▸ **What you will do**
Rewrite each of the items below, changing "pixel-coordinate" to "absolute-pixel" wherever it occurs and leaving all other text as it stands.

▸ **Records to use**
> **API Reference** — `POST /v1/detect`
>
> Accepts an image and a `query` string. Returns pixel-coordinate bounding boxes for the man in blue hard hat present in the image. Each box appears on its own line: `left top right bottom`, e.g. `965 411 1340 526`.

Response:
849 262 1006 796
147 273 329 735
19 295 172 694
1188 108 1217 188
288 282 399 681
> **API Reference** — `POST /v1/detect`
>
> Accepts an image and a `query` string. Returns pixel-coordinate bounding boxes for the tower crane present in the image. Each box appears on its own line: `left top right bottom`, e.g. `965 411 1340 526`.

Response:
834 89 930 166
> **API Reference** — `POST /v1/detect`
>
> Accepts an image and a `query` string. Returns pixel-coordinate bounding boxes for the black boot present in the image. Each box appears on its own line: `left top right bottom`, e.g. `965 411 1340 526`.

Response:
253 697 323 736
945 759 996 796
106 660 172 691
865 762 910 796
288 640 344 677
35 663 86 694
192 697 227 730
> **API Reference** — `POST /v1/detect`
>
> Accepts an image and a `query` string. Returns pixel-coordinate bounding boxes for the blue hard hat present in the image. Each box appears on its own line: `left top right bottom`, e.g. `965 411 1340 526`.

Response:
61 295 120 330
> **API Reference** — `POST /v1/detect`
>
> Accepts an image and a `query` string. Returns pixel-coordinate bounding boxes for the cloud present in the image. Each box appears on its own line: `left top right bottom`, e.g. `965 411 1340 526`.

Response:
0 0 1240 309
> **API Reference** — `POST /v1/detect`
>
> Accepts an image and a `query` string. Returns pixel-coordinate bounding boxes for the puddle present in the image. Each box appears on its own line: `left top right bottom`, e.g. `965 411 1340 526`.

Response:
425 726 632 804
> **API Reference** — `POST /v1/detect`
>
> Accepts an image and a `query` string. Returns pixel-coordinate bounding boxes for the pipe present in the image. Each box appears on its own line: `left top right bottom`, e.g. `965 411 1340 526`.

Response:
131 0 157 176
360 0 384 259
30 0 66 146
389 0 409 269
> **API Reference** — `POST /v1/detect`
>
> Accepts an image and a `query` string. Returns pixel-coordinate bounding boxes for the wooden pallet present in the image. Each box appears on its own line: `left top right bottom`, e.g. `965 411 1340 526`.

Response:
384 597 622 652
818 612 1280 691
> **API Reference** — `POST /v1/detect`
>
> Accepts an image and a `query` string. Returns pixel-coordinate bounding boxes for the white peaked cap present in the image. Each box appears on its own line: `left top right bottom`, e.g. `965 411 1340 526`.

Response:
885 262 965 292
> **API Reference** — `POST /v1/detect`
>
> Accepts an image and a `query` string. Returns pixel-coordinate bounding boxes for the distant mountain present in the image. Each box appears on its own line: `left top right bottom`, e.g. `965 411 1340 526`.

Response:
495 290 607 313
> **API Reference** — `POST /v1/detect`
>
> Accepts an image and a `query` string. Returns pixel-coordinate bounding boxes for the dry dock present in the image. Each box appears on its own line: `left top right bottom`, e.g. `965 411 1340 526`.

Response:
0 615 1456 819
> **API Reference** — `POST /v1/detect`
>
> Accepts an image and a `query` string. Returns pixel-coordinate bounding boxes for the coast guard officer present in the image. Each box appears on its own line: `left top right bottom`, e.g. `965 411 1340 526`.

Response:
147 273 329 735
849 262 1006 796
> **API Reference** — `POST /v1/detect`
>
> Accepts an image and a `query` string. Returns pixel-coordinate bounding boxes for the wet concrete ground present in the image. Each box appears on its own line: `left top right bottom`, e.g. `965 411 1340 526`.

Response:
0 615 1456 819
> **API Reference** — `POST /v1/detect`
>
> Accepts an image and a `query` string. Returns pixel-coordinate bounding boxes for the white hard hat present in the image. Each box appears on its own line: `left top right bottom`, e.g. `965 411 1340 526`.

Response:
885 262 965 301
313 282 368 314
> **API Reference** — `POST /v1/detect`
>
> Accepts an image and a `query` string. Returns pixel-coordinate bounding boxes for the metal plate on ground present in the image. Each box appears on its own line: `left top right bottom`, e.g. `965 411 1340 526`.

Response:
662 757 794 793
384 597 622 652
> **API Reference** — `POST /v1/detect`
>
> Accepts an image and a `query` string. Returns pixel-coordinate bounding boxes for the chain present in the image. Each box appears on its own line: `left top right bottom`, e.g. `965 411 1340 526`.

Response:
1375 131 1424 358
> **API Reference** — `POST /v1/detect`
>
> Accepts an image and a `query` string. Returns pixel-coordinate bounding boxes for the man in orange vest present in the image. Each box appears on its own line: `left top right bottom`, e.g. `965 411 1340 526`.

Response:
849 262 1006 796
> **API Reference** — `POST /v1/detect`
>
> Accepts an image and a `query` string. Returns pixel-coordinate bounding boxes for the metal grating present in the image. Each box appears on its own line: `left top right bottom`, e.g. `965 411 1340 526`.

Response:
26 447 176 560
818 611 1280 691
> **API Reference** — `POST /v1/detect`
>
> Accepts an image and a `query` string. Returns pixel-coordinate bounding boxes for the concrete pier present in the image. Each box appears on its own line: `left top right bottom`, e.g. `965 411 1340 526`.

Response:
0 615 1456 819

▸ **Complete answer**
> **API Reference** — `POST /v1/detect`
>
> Accepts an image and a `query` string. Returns absolute-pixel bounding boxes for the man in blue hard hat present in the image. Each box appears on its own line: `left top right bottom`, e.g. `965 411 1340 526`.

Response:
849 262 1006 796
147 273 329 735
19 295 172 694
1188 108 1217 188
288 282 399 681
> **API Reference** — `POST /v1/detect`
>
> Accepts an image and a `query` string. Returns absolute-pixel bounding boxes for the tower crane present in the image. Each box appears on its own line: `left top right bottom`, e.g. `965 411 1340 526`.

Response:
834 89 930 166
> **API Reference** — `POST /v1/detect`
>
> Accepts an image and a `query` string. Returns absolute-pixel bounding boxes for the black boot present in the image. Each box appears on its own line: `left top right bottom`, e.g. `965 411 1340 526`.

Response:
253 697 323 736
945 759 996 796
106 660 172 691
865 762 910 796
288 640 344 677
35 663 86 694
192 697 227 730
> **API Reference** — `POST /v1/detect`
>
> Accepts an image and a `query` string. Returns absolute-pixel bounding boxes for the blue hard hat present in the image. Each box appears on its own line: `left top right bottom`, e.g. `965 411 1340 526`.

Response:
61 295 120 330
> **API Reference** — `POST /v1/detect`
>
> Accepts an image and a `query` string. Returns absolute-pixel bounding boxes for the cloud present in the image. Each box appears on its own line: `left top right bottom`, e.g. `965 411 1340 526`.

Response:
0 0 1240 309
> **API Reference** — `POST /v1/detect`
>
> Accepts an image and a `query` string. Returns absolute-pixel bounding boxes for the puddle present in the image. Each box appears on its own line: `left top right bottom`, e.g. `965 411 1340 526`.

Response:
425 726 632 804
> **API Reference** — `POST /v1/detect`
>
> Accepts an image and a `query` string. Returns absolute-pixel bounding boxes for the pipe present in the image. Each box appears on its own line: `left top right bottom`, e.g. `965 411 1340 526`.

Response:
131 0 157 176
360 0 384 259
30 0 66 146
389 0 409 269
> **API Reference** — `POST /v1/detect`
>
> Accepts an image and a `query` string. Returns absolute-pixel bounding boxes for the wooden pallet present in the image. Each box appears on its own line: `left top right bottom`, e.g. `965 411 1340 526`.

Response:
384 597 622 652
818 612 1280 691
> **API Reference** — `POST /v1/detect`
>
> Accepts an image and a `query` string. Returns absolute-pixel bounding boxes for the white peaked cap present in the image. Each box appears on its own line: `left top right bottom`, e.g. `965 411 1340 526`.

Response:
885 262 965 292
> **API Reference** — `POST /v1/detect`
>
> Accepts an image and a `query` string. Returns absolute-pixel bounding boxes for the distant mountain present in the image. Each box appears on its own line: `left top right bottom`, e.g. `965 411 1340 526`.

Response:
495 290 607 313
> **API Reference** — `POST /v1/detect`
>
> Accepts an image and a `query` string. Returns absolute-pixel bounding boxes for the dry dock present in the image. Each box appears on its own line: `left top right bottom`, e.g. `965 411 1340 526`.

Response:
0 615 1456 819
> **API Reference** — `POST /v1/detect`
>
> Accepts an image and a `query` string. Returns absolute-pixel bounding boxes for the coast guard officer present in the image. Each box appears on its own line: `left top right bottom`, e.g. `965 411 1340 526`.

Response:
147 273 329 735
849 262 1006 796
> **API Reference** — `POST /v1/detect`
>
> Accepts an image and a `query` string. Returns absolute-pixel bounding boxes for the wet concrete ground present in the image. Each box appears on its own line: `left top right bottom`, e.g. `965 411 1340 526`.

Response:
0 615 1456 819
> **API Reference** — `POST /v1/detect`
>
> Accepts an image and a `query` string. Returns absolute-pixel bounding boxes for the white hard hat present in the image. Each box appears on its own line: `left top right bottom`, e.g. `965 411 1340 526`.

Response:
885 262 965 301
313 282 368 314
> **API Reference** — `POST /v1/detect`
>
> Accepts an image and a `query` string. Returns absolute-pixel bounding boxes for the metal plate on ground present in the image. Each box appears on its own line: `left top right bottom`, e.g. `965 411 1340 526`.

Response:
662 757 794 793
384 597 622 652
> **API Reference** — `POST /v1/detect`
>
> Accepts an image and a `query` string. Returns absolute-pixel bounding boxes for the chain present in the image. Each box appears on its own line: `left top right bottom`, e.g. `965 411 1340 526`.

Response:
1375 131 1424 358
> **API Reference** — `POST /v1/detect`
>
> Accepts an image and a `query` string. Returns absolute-pixel bounding boxes for the man in orange vest present in the image. Each box appears on its own line: `left top right bottom`, e.g. `965 411 1340 526`.

Response:
849 262 1006 796
> **API Reference** — `POST /v1/detect`
>
> Accepts an image and a `query` string. Returns absolute-pixel bounding boxes for the metal grating present in the image. Each box appears on its own line: `left top right bottom`, e.g. `965 411 1340 526`.

Response:
26 447 176 560
818 611 1280 691
> **API Reference** — `POST /v1/detect`
>
> Accepts an image and a `query` string. Returns absolute-pixel bounding boxes for the concrete pier present in the image. Each box appears on its own line: `left top right bottom`, e.g. `965 411 1340 526`.

Response:
0 615 1456 819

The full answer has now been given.